To do :: Reproduce the listing from its first line through the line containing "top-left (24, 163), bottom-right (88, 198)", renaming "woman's face" to "person's face" and leaving everything else unchanged.

Listed entries ::
##############################

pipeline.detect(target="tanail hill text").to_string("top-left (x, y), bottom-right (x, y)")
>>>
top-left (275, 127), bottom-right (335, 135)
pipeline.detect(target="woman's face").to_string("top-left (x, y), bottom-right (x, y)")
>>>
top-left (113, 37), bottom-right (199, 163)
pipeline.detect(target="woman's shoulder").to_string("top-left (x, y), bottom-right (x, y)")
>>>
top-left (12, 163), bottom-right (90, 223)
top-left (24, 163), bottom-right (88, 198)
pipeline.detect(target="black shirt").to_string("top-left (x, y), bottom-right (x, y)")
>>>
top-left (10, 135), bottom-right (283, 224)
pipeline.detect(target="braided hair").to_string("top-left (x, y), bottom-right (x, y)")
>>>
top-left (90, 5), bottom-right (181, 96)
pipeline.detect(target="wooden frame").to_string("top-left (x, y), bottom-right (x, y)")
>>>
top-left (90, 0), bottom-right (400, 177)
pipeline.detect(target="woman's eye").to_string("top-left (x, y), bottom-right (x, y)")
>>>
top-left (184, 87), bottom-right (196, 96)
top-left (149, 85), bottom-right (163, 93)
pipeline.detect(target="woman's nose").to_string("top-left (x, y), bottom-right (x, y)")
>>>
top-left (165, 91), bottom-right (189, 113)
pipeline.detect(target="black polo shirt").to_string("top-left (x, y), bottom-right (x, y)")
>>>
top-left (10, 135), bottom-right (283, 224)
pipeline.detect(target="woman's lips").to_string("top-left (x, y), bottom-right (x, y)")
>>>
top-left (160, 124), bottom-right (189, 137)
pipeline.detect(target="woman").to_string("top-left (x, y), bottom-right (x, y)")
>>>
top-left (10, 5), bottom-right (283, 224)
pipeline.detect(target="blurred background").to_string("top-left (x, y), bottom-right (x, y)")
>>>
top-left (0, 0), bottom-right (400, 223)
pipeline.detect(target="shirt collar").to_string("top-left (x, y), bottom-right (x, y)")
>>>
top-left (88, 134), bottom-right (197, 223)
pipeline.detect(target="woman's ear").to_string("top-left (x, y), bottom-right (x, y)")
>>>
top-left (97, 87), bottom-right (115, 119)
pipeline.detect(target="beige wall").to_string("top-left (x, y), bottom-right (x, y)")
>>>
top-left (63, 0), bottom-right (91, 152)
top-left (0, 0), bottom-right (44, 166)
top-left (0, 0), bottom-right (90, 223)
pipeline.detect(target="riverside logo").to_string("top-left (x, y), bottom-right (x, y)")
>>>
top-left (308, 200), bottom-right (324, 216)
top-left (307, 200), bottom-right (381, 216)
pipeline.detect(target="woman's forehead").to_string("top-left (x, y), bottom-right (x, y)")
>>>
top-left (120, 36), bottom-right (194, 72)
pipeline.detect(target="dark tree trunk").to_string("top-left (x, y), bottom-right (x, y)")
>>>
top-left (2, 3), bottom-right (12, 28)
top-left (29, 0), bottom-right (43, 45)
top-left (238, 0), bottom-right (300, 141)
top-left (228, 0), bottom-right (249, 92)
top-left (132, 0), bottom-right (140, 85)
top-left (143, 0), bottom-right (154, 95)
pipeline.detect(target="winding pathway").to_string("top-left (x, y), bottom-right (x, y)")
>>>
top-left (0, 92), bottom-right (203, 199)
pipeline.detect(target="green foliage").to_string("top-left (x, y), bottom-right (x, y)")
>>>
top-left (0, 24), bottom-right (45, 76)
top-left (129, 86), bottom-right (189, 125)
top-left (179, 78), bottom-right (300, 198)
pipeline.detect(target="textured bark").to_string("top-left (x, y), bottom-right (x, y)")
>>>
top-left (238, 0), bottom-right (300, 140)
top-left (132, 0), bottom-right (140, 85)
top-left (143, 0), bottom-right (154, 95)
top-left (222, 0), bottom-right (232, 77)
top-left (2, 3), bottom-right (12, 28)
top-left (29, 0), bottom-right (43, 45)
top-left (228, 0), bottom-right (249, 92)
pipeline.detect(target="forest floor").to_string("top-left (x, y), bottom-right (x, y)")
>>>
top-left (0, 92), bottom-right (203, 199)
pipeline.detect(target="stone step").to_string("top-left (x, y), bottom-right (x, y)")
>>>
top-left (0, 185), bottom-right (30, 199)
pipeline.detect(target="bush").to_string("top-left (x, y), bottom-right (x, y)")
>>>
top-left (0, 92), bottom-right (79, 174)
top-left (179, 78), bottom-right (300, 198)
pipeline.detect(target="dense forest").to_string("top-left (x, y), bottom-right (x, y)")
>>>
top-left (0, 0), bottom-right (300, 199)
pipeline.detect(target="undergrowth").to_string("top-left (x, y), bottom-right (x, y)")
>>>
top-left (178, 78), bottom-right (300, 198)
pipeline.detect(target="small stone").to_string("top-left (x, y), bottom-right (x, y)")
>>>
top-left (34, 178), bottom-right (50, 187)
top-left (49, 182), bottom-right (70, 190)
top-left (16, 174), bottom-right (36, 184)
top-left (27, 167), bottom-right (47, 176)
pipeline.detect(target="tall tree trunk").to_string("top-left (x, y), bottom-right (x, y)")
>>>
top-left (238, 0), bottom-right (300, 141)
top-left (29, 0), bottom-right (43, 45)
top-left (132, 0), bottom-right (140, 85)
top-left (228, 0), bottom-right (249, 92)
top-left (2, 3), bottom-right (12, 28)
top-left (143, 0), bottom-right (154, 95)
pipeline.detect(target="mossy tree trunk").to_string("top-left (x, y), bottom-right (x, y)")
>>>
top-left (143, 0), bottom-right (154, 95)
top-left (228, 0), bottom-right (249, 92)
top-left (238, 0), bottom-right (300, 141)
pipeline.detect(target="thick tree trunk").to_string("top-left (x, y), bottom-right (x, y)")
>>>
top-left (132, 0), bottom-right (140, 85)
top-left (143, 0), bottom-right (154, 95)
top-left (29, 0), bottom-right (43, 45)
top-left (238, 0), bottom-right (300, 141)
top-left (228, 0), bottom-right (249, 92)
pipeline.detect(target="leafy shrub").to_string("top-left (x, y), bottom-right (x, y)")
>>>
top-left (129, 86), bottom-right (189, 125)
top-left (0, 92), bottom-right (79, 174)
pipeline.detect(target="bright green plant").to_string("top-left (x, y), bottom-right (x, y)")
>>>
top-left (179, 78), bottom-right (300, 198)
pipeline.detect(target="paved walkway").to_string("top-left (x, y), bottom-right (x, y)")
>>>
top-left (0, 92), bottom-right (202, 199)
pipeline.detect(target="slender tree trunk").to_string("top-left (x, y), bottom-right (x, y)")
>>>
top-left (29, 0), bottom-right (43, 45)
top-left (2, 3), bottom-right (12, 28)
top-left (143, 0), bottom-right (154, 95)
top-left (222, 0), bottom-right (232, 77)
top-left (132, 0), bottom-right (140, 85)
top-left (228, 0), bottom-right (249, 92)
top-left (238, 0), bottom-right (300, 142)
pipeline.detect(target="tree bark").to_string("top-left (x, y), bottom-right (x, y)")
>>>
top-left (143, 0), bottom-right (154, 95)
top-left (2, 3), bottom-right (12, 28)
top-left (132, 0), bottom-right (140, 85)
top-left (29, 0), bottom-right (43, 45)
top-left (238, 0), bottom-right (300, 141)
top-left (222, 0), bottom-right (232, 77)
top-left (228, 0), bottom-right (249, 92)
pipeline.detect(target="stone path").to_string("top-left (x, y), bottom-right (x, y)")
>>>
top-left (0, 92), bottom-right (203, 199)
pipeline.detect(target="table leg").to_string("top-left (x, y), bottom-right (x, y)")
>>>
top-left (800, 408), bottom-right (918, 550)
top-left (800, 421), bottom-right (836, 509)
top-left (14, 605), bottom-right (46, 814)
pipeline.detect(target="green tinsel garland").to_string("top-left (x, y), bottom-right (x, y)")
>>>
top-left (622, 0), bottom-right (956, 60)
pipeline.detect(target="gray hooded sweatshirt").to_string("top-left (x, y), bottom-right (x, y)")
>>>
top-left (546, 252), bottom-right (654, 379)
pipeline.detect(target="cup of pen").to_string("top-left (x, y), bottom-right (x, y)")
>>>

##############################

Output of the exercise ::
pipeline.detect(target="tanail hill text").to_string("top-left (x, y), bottom-right (x, y)")
>>>
top-left (275, 127), bottom-right (335, 135)
pipeline.detect(target="person's face").to_string("top-left (x, y), bottom-right (x, y)")
>>>
top-left (113, 37), bottom-right (199, 163)
pipeline.detect(target="woman's shoulder").to_string("top-left (x, y), bottom-right (x, y)")
>>>
top-left (12, 163), bottom-right (90, 223)
top-left (24, 163), bottom-right (88, 198)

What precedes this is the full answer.